%%

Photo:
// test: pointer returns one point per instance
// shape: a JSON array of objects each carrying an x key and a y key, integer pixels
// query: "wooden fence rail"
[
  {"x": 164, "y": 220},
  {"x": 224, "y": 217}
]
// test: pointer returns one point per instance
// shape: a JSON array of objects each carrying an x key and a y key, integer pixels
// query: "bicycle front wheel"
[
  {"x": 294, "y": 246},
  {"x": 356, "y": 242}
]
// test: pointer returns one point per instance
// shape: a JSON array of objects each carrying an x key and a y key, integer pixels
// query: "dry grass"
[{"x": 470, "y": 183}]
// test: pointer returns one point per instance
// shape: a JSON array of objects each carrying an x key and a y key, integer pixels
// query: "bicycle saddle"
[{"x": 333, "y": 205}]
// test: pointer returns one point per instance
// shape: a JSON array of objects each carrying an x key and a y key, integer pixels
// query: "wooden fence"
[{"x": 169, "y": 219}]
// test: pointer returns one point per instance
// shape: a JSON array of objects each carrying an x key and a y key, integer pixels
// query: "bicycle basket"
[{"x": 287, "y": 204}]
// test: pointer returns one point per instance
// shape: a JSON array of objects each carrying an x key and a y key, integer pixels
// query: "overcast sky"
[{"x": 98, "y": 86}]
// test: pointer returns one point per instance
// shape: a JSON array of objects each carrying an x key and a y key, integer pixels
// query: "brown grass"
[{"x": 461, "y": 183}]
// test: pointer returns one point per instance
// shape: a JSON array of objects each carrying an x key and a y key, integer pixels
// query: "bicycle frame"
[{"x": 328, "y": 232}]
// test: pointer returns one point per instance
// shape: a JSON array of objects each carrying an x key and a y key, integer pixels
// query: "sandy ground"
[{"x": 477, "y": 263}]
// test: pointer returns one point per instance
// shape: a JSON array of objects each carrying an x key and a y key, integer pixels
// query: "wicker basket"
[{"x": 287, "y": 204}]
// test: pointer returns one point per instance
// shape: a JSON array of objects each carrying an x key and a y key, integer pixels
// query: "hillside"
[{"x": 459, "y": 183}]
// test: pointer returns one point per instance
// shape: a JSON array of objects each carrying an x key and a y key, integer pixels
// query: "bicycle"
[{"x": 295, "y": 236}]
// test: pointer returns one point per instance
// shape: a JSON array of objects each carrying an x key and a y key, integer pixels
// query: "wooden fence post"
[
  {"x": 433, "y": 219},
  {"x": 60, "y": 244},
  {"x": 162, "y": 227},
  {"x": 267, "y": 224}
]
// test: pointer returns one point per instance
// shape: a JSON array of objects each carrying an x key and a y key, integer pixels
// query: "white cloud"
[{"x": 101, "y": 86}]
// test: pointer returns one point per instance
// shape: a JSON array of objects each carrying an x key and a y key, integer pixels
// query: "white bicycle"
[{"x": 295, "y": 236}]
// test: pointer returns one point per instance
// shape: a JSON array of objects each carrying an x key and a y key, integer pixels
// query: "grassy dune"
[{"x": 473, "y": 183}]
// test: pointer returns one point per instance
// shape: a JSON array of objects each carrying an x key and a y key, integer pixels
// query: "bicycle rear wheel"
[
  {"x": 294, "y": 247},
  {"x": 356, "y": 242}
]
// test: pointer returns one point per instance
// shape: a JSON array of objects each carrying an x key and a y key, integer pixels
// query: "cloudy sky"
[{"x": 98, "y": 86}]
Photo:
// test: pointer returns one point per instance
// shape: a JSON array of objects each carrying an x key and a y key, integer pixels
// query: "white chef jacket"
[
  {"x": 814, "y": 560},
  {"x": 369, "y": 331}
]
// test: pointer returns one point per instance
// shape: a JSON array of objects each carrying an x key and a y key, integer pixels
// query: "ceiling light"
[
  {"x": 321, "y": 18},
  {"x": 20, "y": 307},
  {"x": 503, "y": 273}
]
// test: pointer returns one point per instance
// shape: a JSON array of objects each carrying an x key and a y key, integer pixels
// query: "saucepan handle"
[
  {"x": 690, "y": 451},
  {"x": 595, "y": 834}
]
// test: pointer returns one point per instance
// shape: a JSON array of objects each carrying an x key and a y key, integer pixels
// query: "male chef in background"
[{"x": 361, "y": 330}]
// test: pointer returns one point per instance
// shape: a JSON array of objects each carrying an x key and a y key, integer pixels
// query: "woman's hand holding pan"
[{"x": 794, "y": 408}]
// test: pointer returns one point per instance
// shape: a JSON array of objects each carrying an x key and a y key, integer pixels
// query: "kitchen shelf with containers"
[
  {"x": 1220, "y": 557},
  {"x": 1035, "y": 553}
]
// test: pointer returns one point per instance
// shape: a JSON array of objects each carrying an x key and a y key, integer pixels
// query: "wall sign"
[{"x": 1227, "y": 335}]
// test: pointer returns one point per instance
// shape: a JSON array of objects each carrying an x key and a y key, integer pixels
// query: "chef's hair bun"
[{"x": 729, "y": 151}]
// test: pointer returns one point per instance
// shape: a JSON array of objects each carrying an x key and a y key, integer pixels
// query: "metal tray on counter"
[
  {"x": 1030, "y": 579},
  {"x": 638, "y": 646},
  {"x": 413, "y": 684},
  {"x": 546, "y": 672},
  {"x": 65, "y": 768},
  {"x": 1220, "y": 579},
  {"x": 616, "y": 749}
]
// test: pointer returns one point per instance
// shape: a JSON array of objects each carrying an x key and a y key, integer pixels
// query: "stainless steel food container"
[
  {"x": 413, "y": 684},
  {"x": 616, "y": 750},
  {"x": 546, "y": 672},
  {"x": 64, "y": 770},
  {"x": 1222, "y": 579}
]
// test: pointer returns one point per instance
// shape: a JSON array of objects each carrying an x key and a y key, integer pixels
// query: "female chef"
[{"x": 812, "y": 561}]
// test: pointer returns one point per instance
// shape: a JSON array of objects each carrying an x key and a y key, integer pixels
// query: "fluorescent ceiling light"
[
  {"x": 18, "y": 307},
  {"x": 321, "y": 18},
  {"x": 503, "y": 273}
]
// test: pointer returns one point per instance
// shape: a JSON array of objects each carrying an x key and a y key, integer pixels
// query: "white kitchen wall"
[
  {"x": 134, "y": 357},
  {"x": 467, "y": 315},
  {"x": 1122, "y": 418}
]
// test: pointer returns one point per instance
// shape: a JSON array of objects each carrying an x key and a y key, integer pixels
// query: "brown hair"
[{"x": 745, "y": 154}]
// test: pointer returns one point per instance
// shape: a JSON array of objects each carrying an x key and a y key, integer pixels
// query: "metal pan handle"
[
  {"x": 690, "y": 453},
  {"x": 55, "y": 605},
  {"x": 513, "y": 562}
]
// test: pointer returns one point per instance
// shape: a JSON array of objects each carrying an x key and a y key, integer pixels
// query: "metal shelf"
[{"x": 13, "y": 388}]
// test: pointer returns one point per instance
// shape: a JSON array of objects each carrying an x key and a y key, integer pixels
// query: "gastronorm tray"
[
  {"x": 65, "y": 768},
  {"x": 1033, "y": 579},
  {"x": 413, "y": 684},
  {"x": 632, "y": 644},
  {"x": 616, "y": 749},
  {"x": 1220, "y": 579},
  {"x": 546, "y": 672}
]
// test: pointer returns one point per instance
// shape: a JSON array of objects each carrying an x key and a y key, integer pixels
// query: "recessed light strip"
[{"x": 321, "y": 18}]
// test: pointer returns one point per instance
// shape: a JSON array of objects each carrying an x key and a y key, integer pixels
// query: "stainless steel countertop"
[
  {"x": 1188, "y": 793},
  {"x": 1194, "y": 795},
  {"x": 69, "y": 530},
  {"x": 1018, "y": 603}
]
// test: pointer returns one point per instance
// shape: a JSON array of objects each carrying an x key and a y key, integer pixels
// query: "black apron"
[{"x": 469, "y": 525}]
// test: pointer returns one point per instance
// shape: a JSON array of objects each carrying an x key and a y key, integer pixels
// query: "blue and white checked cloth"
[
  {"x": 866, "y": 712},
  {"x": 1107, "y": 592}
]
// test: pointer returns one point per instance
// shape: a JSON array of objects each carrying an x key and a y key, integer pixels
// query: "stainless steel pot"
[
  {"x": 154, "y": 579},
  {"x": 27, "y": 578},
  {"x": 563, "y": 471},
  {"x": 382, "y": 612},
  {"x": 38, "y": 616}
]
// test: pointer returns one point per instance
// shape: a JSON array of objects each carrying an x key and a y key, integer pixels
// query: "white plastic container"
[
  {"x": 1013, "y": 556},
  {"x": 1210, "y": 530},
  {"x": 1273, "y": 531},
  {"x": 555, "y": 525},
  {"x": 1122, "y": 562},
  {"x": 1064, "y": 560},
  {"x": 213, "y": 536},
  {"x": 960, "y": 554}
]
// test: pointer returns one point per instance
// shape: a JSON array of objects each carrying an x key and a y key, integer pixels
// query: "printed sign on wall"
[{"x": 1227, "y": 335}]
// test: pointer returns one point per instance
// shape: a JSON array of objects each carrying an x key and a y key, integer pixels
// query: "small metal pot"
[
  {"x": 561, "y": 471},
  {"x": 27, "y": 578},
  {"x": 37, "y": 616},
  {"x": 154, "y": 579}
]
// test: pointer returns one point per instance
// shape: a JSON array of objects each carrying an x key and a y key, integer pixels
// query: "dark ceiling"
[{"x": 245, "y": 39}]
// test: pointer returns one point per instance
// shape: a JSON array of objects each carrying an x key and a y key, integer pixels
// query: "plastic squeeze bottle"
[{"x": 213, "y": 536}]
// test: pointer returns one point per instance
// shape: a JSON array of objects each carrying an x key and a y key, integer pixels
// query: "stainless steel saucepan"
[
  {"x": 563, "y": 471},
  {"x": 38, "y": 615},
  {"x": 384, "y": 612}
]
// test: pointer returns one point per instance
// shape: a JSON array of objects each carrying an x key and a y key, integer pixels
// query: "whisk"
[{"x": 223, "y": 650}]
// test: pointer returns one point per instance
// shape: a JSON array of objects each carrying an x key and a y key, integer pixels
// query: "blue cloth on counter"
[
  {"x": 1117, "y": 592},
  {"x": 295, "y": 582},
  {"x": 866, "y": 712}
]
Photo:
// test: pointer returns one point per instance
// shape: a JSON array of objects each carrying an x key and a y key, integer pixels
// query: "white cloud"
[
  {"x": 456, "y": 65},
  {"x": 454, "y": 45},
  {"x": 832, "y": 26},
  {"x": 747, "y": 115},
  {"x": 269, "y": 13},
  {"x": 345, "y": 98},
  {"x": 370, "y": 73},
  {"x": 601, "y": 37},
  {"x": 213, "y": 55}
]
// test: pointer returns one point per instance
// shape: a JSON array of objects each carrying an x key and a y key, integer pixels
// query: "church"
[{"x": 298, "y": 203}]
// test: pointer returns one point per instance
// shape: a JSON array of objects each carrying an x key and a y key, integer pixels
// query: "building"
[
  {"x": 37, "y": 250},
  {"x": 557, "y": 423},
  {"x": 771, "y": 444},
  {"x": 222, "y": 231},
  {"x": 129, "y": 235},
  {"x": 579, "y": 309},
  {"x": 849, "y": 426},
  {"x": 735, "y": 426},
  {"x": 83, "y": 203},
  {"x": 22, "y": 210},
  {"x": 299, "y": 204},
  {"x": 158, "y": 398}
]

%%

TASK
Copy out each line of the data above that contains the string "light". The match is case-sensitive.

RESULT OF THE EXERCISE
// query: "ceiling light"
// query: "fluorescent ceiling light"
// query: "recessed light strip"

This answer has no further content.